## EXERCISE
Output the exact lines that start at the one containing "Target: crowd of onlookers" and continue to the last line of the entries below; do not output pictures.

## EXTRACTED INFORMATION
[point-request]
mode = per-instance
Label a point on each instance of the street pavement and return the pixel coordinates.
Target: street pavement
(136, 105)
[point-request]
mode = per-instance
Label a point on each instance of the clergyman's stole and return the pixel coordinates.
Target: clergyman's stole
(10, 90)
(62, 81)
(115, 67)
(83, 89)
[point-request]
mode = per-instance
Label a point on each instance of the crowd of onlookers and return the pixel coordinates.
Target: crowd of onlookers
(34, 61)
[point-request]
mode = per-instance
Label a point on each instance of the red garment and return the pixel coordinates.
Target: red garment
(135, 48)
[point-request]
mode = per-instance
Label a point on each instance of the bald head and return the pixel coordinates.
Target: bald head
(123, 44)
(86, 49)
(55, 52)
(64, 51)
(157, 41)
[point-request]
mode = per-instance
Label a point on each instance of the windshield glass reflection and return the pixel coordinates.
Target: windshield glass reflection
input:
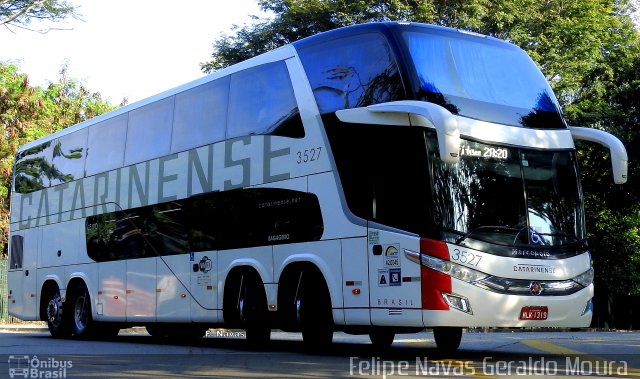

## COMPLETED TASK
Target: crowd of onlookers
(34, 61)
[point-request]
mode = per-instance
Label a point on each instance of the red garment and return the pixel coordinates.
Target: red garment
(135, 48)
[point-request]
mode = per-instance
Label a point on each instance of the bald head and return the pixel coordinates.
Target: bald head
(123, 44)
(86, 49)
(55, 52)
(64, 51)
(157, 41)
[point-request]
mode = per-instance
Label a point on each instance of the windshield glass reflection and return the pixel coordinates.
Target: windshield glass reflection
input:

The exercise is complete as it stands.